WRITTEN REQUEST
Could you format every line of the listing, from the line with "of the round" up to and including the last line of the listing, as a Markdown table with a Row column holding its number and a Line column holding the line, leaving out blank lines?

LISTING
— Start —
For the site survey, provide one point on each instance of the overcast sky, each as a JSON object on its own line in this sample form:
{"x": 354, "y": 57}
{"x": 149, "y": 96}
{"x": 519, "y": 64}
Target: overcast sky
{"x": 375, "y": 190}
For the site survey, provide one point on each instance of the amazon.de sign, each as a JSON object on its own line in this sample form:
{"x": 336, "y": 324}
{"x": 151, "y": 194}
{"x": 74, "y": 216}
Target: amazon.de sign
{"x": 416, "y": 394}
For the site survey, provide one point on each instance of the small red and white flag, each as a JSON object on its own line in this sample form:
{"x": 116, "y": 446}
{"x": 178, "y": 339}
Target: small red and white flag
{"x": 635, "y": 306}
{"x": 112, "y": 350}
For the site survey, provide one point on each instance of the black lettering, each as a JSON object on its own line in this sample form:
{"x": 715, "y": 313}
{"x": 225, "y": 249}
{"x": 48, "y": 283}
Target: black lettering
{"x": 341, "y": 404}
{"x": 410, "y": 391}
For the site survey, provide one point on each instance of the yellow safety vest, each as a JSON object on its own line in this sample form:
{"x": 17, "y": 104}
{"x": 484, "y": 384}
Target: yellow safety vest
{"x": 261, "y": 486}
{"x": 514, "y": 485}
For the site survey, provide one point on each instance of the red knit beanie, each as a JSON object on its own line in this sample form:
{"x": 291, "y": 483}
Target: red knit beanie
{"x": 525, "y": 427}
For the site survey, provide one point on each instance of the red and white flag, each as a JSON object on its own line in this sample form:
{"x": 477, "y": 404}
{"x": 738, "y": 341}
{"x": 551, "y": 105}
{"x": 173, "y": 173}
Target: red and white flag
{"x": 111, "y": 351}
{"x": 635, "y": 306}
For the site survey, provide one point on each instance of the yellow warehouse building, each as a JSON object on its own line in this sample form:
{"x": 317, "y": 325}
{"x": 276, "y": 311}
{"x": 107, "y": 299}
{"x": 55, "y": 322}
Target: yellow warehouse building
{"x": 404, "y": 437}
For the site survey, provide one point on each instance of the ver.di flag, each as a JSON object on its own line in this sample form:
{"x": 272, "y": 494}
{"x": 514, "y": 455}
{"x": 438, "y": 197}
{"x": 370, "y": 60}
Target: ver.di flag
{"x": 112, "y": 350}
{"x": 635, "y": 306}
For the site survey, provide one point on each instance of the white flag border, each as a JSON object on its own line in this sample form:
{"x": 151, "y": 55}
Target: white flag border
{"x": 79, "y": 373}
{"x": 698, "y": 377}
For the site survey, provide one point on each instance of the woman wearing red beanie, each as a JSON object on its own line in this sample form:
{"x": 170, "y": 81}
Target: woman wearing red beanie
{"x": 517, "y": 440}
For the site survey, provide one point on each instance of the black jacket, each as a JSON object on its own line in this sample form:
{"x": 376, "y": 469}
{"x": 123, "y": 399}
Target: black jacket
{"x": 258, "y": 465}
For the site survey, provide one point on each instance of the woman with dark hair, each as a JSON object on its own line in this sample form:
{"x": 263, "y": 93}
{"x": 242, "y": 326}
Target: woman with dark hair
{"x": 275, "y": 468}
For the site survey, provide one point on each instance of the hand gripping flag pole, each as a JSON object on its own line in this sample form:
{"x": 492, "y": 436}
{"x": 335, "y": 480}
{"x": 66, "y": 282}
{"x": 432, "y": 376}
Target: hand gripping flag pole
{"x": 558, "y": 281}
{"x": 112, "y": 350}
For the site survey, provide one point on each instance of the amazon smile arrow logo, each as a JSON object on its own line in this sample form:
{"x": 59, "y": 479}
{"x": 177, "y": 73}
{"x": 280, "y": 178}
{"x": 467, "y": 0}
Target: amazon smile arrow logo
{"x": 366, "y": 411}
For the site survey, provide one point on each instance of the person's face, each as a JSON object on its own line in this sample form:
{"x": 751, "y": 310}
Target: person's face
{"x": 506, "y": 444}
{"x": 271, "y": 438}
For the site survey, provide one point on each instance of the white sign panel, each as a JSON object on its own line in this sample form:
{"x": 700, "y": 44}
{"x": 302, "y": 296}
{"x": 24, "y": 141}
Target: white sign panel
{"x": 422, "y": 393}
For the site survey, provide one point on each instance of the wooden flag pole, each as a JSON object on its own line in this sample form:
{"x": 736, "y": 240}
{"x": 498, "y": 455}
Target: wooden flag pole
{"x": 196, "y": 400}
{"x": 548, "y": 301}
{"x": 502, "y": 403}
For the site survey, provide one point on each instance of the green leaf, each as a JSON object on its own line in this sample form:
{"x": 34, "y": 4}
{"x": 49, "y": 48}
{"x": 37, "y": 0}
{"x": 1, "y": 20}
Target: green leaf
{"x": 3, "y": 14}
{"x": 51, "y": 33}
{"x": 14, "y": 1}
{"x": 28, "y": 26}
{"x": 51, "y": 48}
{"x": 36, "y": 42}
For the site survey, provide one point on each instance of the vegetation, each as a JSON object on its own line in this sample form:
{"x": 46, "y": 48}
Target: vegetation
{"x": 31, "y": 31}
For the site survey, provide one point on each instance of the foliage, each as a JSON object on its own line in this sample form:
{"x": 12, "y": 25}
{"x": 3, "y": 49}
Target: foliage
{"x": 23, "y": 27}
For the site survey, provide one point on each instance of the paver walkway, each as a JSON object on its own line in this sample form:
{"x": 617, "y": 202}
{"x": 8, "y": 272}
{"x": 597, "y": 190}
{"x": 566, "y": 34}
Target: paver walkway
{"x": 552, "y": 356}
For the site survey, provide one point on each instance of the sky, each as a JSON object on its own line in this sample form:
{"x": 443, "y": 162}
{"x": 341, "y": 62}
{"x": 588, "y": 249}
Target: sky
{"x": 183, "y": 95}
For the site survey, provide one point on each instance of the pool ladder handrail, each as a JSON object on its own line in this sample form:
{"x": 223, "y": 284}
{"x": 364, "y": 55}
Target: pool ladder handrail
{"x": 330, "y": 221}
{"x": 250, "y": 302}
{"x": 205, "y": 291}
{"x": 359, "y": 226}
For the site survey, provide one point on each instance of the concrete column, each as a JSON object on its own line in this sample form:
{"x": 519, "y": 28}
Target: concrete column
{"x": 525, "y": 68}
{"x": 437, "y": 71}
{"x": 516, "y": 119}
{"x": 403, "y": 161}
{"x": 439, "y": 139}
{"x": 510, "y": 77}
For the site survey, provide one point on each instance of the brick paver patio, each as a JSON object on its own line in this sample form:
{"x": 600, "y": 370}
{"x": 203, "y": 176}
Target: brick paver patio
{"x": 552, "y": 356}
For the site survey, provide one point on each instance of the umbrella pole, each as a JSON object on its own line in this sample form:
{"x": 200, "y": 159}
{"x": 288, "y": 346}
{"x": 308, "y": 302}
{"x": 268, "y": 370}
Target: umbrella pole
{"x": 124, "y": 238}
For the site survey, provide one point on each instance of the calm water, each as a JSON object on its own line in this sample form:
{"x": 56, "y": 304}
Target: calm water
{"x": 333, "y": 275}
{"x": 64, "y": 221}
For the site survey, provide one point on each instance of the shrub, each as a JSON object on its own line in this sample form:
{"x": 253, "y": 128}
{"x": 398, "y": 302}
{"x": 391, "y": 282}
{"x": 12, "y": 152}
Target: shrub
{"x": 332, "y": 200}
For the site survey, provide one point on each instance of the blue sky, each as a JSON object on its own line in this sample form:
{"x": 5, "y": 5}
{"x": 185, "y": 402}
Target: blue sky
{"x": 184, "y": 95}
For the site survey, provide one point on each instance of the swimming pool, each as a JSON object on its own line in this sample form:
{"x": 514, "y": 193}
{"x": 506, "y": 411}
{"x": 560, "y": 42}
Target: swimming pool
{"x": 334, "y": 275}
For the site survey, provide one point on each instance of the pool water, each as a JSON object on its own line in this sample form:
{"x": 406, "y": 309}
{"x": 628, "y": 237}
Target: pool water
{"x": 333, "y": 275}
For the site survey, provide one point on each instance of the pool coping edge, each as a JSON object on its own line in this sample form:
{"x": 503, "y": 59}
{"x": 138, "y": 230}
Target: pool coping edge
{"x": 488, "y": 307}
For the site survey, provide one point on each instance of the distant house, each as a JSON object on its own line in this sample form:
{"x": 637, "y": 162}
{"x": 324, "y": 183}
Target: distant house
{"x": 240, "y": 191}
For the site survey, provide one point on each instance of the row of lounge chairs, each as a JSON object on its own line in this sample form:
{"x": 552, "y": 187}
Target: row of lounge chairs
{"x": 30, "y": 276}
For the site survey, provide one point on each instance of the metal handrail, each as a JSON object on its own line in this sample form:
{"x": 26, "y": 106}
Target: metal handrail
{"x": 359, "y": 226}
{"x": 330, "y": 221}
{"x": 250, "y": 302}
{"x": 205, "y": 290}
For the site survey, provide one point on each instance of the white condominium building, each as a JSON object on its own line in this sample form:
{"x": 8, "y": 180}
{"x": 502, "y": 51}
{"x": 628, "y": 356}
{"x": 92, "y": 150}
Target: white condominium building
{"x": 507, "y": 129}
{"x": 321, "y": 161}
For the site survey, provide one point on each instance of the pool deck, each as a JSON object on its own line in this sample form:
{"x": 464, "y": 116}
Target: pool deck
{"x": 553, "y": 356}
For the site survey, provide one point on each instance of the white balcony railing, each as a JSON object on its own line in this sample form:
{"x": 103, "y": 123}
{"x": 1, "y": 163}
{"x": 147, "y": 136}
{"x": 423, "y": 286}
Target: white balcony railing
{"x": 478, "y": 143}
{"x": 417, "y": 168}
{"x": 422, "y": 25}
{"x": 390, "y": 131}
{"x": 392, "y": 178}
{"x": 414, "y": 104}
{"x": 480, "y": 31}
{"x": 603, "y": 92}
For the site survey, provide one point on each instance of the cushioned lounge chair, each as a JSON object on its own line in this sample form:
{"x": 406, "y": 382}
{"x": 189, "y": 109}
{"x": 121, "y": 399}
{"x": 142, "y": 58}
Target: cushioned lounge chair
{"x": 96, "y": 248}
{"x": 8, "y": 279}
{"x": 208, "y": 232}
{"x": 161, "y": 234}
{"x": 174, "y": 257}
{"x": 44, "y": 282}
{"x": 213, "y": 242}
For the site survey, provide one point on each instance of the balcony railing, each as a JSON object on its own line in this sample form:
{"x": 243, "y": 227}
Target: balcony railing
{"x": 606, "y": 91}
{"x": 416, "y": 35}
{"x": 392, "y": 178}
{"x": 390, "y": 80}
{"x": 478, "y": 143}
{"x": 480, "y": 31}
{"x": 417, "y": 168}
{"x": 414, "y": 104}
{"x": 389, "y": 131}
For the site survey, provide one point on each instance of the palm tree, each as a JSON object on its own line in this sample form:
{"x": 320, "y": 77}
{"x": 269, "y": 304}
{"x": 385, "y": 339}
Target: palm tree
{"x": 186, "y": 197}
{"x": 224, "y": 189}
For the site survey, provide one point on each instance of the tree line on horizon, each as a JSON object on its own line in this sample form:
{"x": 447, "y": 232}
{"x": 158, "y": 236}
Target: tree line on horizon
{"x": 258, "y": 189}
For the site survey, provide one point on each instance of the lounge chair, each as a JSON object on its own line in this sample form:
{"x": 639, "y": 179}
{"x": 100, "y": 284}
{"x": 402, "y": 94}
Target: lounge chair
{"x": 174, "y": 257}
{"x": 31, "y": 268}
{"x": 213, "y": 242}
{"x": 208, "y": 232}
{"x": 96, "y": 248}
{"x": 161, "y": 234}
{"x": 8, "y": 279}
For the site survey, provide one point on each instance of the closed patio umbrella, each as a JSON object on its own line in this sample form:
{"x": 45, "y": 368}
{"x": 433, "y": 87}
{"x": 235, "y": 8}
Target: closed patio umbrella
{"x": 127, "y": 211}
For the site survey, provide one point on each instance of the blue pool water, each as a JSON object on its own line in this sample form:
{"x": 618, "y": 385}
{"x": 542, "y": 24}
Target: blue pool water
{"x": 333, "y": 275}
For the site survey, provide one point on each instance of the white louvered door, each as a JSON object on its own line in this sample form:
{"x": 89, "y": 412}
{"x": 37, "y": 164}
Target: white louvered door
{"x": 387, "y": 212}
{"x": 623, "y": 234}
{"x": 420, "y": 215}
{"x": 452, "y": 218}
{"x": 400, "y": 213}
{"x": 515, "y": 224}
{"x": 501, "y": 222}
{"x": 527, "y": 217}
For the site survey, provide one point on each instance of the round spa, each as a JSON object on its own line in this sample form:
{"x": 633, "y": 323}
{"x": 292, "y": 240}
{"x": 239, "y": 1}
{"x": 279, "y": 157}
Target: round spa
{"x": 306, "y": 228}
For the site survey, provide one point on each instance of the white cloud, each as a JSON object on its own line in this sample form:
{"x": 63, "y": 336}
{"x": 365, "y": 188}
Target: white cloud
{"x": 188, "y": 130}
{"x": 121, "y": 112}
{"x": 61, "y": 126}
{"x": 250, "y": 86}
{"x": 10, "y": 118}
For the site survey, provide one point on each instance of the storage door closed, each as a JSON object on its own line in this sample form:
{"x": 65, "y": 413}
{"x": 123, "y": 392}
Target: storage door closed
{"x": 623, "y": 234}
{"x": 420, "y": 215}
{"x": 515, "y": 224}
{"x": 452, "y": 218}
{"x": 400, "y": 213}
— End —
CORRECT RESULT
| Row | Line |
|---|---|
| 1 | For the site survey, provide one point on each instance of the round spa, each as a JSON object on its own line in this sample form: |
| 2 | {"x": 633, "y": 323} |
| 3 | {"x": 292, "y": 240} |
| 4 | {"x": 239, "y": 1} |
| 5 | {"x": 279, "y": 157} |
| 6 | Target: round spa |
| 7 | {"x": 306, "y": 228} |
| 8 | For the site survey, provide one point on each instance of the white cloud, each as a JSON object on its own line in this sample form: |
| 9 | {"x": 63, "y": 336} |
| 10 | {"x": 365, "y": 188} |
| 11 | Target: white cloud |
| 12 | {"x": 188, "y": 130} |
| 13 | {"x": 121, "y": 112} |
| 14 | {"x": 61, "y": 126} |
| 15 | {"x": 250, "y": 86} |
| 16 | {"x": 10, "y": 118} |
| 17 | For the site survey, provide one point on each instance of the storage door closed, each as a JSON object on its own line in this sample form: |
| 18 | {"x": 65, "y": 413} |
| 19 | {"x": 123, "y": 392} |
| 20 | Target: storage door closed |
| 21 | {"x": 623, "y": 234} |
| 22 | {"x": 420, "y": 215} |
| 23 | {"x": 515, "y": 224} |
| 24 | {"x": 452, "y": 218} |
| 25 | {"x": 400, "y": 213} |